Objective 1 →
Put the listing, from its start through the line containing "point(109, 137)", into a two-column CSV with columns named request and answer. Give one row per request, with each field quoted and any line breaks turned into spaces.

Text →

----------

Director McG Interview for Terminator Salvation
I was prepared to hate “Terminator Salvation.” How can director McG top the stellar productions of the first two “Terminator” films by James Cameron? Besides, the third movie of the franchise was a forgettable mess.
The writers of the third “Terminator,” John D. Brancato and Michael Ferris, in an attempt to erase that movie from our memories, also wrote the fourth film. And now, Brancato and Ferris are forgiven. “Terminator Salvation” is a worthy addition to the franchise.
The best part of the film is its Western structure. “Terminator Salvation” borrows myths and conventions from good, old Western films in order to come up with a flawed but ultimately satisfying movie.
The film is set in the year 2018. Judgment Day has come and gone. Now, an army of Terminators roams the desolate, post-apocalyptic landscape. But small groups of survivors have organized into a Resistance. Their would-be leader is a man named John Connor (Christian Bale).
The character John Connor has been present in the last two “Terminators.” Edward Furlong played him as a young teenager in “Terminator 2: Judgment Day” and then actor Nick Stahl in “Terminator 3: Rise of the Machines.”
In “Terminator Salvation,” John Connor accepts his heroic destiny, but he must first come to terms with Marcus Wright (the fantastic Sam Worthington), a new Terminator prototype that is part-machine, part-human, yet whose heart is all intact.
Adding layers to the narrative is the character Kyle Reese (the charming Anton Yelchin). You may remember the name from the first “Terminator” played by Michael Biehn. In the 1984 movie, Kyle came back in time to save Sarah Connor, the lovely Linda Hamilton, and became the father of John Connor. Now, Kyle is a young member of the Resistance and is about to meet his son for the first time.
“Terminator Salvation” is a story about three men who must find common ground to take a stand against Skynet, the artificial intelligence network that is increasingly hell bent on unleashing nuclear annihilation. Like a Western film, the women in their lives are either genteel (Kate Connor played by Bryce Dallas Howard) or rough and rugged (Moon Bloodgood as Blair Williams).
Director McG once said that he offered the role Marcus Wright to Bale but the actor declined and chose John Connor instead. And that’s a good thing because the character was given ample focus. The bad part? Bale seems to be stuck with his growl and scowl acting he perfected in the “Batman” films. He wasn’t able to add gravitas to the role.

----------

Objective 2 →
Output the stretch of the film review from "Director McG once" through "to the role." verbatim.

----------

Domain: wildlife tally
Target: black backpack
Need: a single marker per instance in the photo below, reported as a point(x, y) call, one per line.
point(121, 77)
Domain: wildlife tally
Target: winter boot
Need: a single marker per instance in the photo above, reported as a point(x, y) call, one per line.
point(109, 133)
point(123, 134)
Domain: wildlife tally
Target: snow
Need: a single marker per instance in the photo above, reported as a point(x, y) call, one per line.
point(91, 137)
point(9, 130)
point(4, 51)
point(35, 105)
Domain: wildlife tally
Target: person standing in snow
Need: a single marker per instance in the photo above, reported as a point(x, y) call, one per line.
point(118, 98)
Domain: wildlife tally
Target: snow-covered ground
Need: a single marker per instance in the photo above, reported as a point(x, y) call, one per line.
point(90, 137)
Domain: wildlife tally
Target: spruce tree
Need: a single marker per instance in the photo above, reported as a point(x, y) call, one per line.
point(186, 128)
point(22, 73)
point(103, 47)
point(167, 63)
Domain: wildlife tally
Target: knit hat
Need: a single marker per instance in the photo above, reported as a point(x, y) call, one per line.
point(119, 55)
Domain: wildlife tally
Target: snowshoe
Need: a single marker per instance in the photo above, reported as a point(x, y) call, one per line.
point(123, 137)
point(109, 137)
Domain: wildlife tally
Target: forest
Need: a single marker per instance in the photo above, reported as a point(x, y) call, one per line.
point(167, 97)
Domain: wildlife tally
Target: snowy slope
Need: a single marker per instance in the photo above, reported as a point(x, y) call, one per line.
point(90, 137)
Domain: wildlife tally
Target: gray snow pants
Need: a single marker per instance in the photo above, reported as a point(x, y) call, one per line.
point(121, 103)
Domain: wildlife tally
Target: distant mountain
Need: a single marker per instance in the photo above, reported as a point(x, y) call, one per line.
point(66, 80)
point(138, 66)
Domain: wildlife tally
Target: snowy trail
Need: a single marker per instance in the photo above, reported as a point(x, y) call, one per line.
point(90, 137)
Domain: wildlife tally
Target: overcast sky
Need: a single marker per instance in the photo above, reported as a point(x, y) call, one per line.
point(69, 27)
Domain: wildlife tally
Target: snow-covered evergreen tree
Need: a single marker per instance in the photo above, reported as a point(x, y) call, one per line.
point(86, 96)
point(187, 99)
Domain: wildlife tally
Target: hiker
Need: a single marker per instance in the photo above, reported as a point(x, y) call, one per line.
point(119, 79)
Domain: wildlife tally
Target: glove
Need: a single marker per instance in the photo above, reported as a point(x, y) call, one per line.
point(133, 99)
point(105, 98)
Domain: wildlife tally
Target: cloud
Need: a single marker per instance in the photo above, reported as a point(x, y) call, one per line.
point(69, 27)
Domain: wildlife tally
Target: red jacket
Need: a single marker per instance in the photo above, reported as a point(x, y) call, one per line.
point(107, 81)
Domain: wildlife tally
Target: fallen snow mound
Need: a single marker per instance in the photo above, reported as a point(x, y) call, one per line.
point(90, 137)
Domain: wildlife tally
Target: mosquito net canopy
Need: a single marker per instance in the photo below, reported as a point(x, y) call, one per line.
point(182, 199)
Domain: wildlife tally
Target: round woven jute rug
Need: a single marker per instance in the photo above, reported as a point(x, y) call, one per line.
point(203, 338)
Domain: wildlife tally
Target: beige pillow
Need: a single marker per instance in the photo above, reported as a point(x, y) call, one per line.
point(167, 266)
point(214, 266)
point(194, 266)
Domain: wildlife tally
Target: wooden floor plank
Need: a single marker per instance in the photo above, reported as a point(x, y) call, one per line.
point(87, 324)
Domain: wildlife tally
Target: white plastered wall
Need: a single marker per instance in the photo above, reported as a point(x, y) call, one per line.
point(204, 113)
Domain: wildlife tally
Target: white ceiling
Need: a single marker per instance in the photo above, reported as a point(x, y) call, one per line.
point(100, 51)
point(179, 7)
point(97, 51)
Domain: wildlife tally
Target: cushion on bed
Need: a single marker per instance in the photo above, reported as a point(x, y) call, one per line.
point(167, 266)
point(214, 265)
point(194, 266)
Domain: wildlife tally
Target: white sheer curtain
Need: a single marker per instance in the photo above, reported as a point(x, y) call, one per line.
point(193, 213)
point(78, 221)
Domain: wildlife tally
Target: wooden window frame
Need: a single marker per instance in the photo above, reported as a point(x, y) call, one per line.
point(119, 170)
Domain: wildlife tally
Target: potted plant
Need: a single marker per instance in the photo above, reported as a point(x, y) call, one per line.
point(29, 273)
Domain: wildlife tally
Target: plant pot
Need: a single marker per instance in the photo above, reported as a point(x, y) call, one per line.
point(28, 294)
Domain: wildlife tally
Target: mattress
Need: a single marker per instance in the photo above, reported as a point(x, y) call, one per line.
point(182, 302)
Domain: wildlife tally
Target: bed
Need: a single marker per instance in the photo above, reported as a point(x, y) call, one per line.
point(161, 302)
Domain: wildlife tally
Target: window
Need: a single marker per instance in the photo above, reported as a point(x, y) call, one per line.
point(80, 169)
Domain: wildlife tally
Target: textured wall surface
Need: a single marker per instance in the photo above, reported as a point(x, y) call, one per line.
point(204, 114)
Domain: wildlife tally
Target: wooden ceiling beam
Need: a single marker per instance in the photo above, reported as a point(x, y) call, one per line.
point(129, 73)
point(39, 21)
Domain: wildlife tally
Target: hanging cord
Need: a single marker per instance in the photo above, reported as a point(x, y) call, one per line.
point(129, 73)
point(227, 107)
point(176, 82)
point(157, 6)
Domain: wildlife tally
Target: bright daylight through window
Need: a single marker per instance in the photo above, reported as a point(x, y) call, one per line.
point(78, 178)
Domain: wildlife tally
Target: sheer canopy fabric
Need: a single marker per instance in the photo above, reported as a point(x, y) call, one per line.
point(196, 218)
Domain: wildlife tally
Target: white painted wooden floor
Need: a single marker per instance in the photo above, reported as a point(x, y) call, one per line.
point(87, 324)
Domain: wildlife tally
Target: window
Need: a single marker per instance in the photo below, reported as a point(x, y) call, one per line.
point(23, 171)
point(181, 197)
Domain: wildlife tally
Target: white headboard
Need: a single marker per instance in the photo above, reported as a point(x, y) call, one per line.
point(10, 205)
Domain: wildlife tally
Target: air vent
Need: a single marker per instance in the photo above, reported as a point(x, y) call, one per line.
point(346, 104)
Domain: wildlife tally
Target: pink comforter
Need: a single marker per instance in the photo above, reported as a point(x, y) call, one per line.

----------

Written solution 1 →
request,answer
"Domain: wildlife tally Target: black backpack Need: a single marker per instance in the photo below, reported as a point(x, y) call, one per line.","point(121, 77)"
"Domain: wildlife tally Target: winter boot Need: a single marker per instance in the photo above, reported as a point(x, y) call, one per line.","point(109, 133) point(123, 134)"
"Domain: wildlife tally Target: snow Need: a single marker per instance in the photo above, reported as a point(x, y) call, one per line.","point(91, 137) point(9, 130) point(4, 51) point(35, 105)"
"Domain: wildlife tally Target: person standing in snow Need: a single marker per instance in the photo above, reported as a point(x, y) call, one per line.","point(118, 98)"
"Domain: wildlife tally Target: snow-covered ground Need: a single marker per instance in the photo above, reported as a point(x, y) call, one per line.","point(90, 137)"
"Domain: wildlife tally Target: spruce tree Need: a single marker per instance in the photo above, reported as a point(x, y) call, one per line.","point(186, 128) point(22, 73) point(103, 47) point(167, 63)"
"Domain: wildlife tally Target: knit hat Need: a single marker per instance in the photo above, reported as a point(x, y) call, one per line.","point(119, 55)"
"Domain: wildlife tally Target: snowshoe Need: a single marker per instance in the photo above, reported as a point(x, y) call, one per line.","point(123, 137) point(109, 137)"

Written solution 2 →
Director McG once said that he offered the role Marcus Wright to Bale but the actor declined and chose John Connor instead. And that’s a good thing because the character was given ample focus. The bad part? Bale seems to be stuck with his growl and scowl acting he perfected in the “Batman” films. He wasn’t able to add gravitas to the role.